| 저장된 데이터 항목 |
====================
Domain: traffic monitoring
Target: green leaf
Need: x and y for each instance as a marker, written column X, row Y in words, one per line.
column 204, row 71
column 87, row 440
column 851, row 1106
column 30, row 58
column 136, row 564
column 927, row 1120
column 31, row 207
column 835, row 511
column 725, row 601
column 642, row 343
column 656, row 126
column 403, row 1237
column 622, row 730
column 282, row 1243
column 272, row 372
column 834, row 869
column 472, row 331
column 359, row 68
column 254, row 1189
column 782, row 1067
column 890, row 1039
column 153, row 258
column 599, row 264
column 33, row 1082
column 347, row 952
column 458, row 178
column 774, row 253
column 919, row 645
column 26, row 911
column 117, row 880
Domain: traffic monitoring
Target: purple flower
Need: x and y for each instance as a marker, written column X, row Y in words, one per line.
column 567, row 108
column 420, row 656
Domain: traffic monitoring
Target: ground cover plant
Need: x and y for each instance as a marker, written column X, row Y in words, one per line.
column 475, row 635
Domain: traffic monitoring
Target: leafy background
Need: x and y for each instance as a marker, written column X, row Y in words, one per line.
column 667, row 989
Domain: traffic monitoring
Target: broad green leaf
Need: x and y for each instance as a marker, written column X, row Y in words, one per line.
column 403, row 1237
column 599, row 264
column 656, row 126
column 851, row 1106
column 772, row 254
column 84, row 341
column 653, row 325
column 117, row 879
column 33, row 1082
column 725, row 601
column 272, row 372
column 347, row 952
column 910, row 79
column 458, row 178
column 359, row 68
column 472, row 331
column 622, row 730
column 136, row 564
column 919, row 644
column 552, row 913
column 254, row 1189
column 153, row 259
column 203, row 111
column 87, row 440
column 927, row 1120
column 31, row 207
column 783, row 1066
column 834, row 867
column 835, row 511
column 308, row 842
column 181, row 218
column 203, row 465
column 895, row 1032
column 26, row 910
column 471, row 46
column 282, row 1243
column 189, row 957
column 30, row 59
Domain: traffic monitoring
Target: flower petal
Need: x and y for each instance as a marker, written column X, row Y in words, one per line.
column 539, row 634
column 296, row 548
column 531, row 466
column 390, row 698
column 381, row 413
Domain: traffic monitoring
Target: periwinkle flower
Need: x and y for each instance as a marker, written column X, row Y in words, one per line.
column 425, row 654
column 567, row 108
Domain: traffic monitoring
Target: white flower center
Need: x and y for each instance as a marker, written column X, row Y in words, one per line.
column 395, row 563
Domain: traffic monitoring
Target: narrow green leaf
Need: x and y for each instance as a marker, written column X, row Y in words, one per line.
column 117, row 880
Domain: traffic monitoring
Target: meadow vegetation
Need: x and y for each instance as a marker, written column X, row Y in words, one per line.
====================
| 과제 설명 |
위 기록에서 "flower"라는 단어가 들어 있는 줄을 모두 골라 한 줄씩 옮겨 적으세요.

| 풀이 답안 |
Target: purple flower
Target: flower petal
Target: periwinkle flower
Target: white flower center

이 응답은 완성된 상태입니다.